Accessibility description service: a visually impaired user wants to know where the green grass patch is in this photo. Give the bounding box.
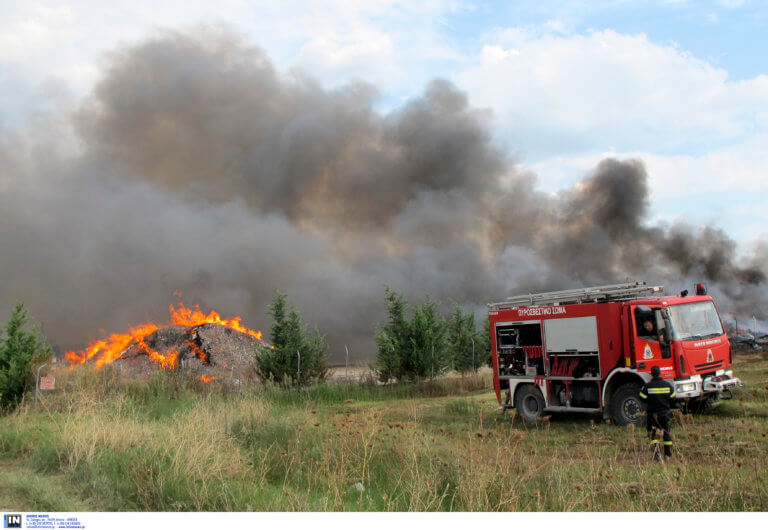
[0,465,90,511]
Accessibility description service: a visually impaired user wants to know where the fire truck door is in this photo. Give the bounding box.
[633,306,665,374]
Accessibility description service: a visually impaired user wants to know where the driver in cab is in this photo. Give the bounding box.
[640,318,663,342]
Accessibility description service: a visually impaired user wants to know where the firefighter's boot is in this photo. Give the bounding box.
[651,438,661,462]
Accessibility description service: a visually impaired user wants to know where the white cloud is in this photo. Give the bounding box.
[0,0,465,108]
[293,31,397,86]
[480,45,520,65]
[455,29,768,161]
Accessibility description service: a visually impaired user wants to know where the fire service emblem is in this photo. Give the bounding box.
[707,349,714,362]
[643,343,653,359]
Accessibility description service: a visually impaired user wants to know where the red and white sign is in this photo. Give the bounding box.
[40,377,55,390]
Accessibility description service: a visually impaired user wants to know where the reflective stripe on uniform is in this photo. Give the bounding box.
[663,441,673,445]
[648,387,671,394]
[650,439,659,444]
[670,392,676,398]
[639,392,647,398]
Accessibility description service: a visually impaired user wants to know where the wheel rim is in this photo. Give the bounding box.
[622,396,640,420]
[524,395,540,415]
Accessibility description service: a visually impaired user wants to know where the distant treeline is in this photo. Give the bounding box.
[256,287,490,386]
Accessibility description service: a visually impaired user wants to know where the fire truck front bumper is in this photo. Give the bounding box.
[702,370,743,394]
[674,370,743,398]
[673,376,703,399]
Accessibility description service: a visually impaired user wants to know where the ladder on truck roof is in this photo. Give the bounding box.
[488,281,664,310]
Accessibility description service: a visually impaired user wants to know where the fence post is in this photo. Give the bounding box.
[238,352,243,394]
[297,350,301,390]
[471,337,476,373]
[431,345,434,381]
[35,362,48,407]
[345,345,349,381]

● ● ●

*WHAT IS EXPECTED:*
Exactly as written above, print every record, and keep the pictures out.

*ANSWER TO THIS EXERCISE:*
Accessibility description service: a visually impaired user wants to know where the green grass patch is in this photo. Give the bounding box.
[0,465,90,511]
Accessibility description service: a visually impaired user wants to know where the fire truck door is in this photo. Give the bounding box.
[633,306,665,374]
Accessibility description service: a visually impaired user wants to know where the driver in cab is in this photo. Give the bounding box.
[640,318,663,342]
Accessibility description service: a visually impaired user wants to know where the firefighter's boot is in this photo. Give the bounding box.
[651,438,661,462]
Accessibility description service: a visually impaired user wants to know where the white cloud is in this photo. Give the bounding box.
[0,0,465,108]
[293,31,397,86]
[480,45,520,65]
[455,29,768,161]
Accessibility description service: a visually impaired user wants to know where the fire service emblem is in this photo. Give the bounding box.
[707,349,714,362]
[643,343,653,359]
Accessibility description service: a visually impaired user wants to know where the red and white sign is in this photo. Give the bounding box.
[40,377,55,390]
Accessibility description service: a visually impaired user wants to know where the reflective stripe on uniform is in this photo. Give the bounding box.
[663,441,673,445]
[648,387,671,394]
[650,439,659,444]
[670,392,676,398]
[639,392,647,398]
Accessibility description service: a visually impaired user wants to know where the wheel rim is in this photo. Give the bounding box.
[622,396,640,420]
[524,395,540,415]
Accessibility description service: a visually impaired user wants to know where the distant treeline is in this photo. Give the bounding box.
[256,287,490,386]
Accessibility description service: a visually impaired user wants to know where the fire truck front bumper is in this photo. Give the bounding box.
[702,370,743,394]
[674,370,743,398]
[673,376,703,399]
Accessibility description service: a visually impaired user wants to know where the ladder on truck roof is in this photo. Give the bounding box.
[488,281,664,310]
Accessibility description service: a visually impaired user wants to know where the fence post is in this photo. Give the bounding box.
[238,352,243,394]
[297,350,301,390]
[471,337,476,373]
[431,345,434,381]
[35,362,48,407]
[345,345,349,381]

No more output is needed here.